What you need to do:
• a. List every common source of undefined behavior that the defensive coding excerpt below names.
• b. Using the defensive coding excerpt below, answer each question briefly:
(i) Which optimizing compiler does it give as an example?
(ii) Which two pointers are kept for length checks?
(iii) What does the referenced example show how to extract, and from what?
• c. Carry on the defensive coding excerpt below, starting after its final sentence.

══ Excerpt

This does not only mean that the standard does not describe
what happens when the construct is executed. It also allows
optimizing compilers such as GCC to assume that this particular
construct is never reached. In some cases, this has caused
GCC to optimize security checks away. (This is not a flaw in GCC
or the C language. But C certainly has some areas which are more
difficult to use than others.)
Common sources of undefined behavior are:
* out-of-bounds array accesses
* null pointer dereferences
* overflow in signed integer arithmetic
[[sect-Defensive_Coding-C-Pointers]]
=== Recommendations for Pointers and Array Handling
Always keep track of the size of the array you are working with.
Often, code is more obviously correct when you keep a pointer
past the last element of the array, and calculate the number of
remaining elements by subtracting the current position from
that pointer. The alternative, updating a separate variable
every time when the position is advanced, is usually less
obviously correct.
<<ex-Defensive_Coding-C-Pointers-remaining>>
shows how to extract Pascal-style strings from a character
buffer. The two pointers kept for length checks are
`inend` and `outend`.
`inp` and `outp` are the
respective positions.

════
══ Supplied material

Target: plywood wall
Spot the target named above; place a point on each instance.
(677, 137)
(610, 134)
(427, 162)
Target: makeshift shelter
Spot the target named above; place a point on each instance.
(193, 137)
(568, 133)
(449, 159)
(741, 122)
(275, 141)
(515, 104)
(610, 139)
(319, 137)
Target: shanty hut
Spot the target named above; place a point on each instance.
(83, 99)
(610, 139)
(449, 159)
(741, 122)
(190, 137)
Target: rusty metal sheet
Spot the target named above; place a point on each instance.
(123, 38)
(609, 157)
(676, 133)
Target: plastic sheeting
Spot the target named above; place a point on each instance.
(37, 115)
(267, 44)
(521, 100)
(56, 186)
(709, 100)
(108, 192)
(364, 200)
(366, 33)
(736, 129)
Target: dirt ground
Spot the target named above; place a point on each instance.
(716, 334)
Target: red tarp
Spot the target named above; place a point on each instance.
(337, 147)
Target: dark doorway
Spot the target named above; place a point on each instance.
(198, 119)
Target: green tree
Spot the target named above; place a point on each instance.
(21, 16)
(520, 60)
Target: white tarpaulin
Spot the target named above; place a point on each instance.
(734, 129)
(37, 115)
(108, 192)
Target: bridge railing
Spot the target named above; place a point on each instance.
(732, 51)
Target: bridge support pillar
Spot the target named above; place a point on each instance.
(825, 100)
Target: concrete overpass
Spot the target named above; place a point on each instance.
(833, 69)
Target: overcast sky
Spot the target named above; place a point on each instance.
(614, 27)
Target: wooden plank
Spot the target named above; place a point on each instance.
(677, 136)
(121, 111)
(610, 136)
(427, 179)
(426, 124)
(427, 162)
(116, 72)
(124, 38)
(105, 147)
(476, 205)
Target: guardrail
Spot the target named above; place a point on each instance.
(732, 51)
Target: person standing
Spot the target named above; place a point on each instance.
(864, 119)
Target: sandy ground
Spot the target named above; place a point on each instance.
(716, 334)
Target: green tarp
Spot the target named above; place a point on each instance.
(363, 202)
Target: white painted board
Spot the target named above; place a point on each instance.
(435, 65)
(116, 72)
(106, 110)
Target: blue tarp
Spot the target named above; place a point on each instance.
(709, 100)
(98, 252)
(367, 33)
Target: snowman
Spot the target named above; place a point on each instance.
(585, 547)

════

Final results:
• a.
- out-of-bounds array accesses
- null pointer dereferences
- overflow in signed integer arithmetic

• b.
(i) GCC
(ii) `inend` and `outend`
(iii) Pascal-style strings, from a character buffer

• c.
The number of input bytes is checked using the expression
`len > (size_t)(inend - inp)`.
The cast silences a compiler warning;
`inend` is always larger than
`inp`.
[[ex-Defensive_Coding-C-Pointers-remaining]]
.Array processing in C
====
[source,c]
----
include::example$C-Pointers-remaining.adoc[]
----
====
It is important that the length checks always have the form
`len > (size_t)(inend - inp)`, where
`len` is a variable of type
`size_t` which denotes the *total*
number of bytes which are about to be read or written next. In
general, it is not safe to fold multiple such checks into one,
as in `len1 + len2 > (size_t)(inend - inp)`,
because the expression on the left can overflow or wrap around
(see <<sect-Defensive_Coding-C-Arithmetic>>), and it
no longer reflects the number of bytes to be processed.
[[sect-Defensive_Coding-C-Arithmetic]]
=== Recommendations for Integer Arithmetic
Overflow in signed integer arithmetic is undefined. This means
that it is not possible to check for overflow after it happened,
see <<ex-Defensive_Coding-C-Arithmetic-bad>>.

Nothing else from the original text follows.